Section 9 further provides that as to any matter disposed of by a compromise payment by such director or officer, pursuant to a consent decree or otherwise, no indemnification either for the compromise payment or for any other expenses shall be provided unless the compromise is approved as in the best interests of the Registrant, after notice that it involves such indemnification: (a) by a disinterested majority of the directors then in office; or (b) by a majority of the disinterested directors then in office, provided that there has been obtained an opinion in writing of independent legal counsel to the effect that such director or officer appears to have acted in good faith in the reasonable belief that his action was in the best interests of the Registrant; or (c) by the holders of a majority of the outstanding stock at the time entitled to vote for directors, voting as a single class, exclusive of any stock owned by any interested director or officer.

 

Additionally, Section 9 provides that expenses, including counsel fees, reasonably incurred by any director or officer in connection with the defense or disposition of any action, suit or other proceeding may be paid from time to time by the Registrant in advance of the final disposition thereof upon receipt of an undertaking by the director or officer to repay the amounts so paid to the Registrant if it is ultimately determined that indemnification for these expenses is not authorized under Section 9.

● **Data section**:
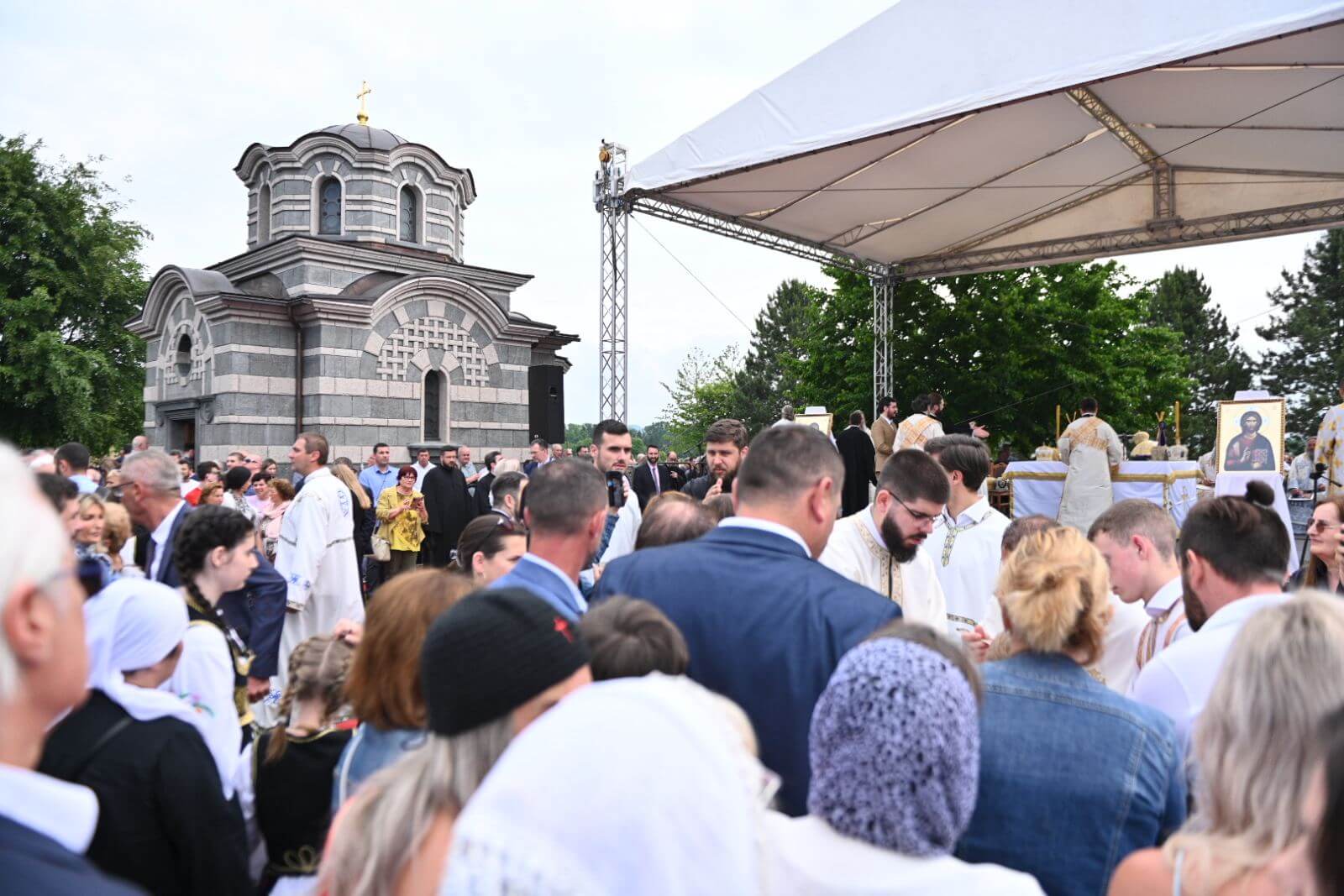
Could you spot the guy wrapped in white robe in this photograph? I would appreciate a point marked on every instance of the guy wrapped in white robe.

● **Problem statement**: Reproduce the text on indemnification verbatim, from "Additionally, Section 9" to "under Section 9.". The listing above was drawn from a different source than the text on indemnification.

● **Completed exercise**:
Additionally, Section 9 provides that expenses, including counsel fees, reasonably incurred by any director or officer in connection with the defense or disposition of any action, suit or other proceeding may be paid from time to time by the Registrant in advance of the final disposition thereof upon receipt of an undertaking by the director or officer to repay the amounts so paid to the Registrant if it is ultimately determined that indemnification for these expenses is not authorized under Section 9.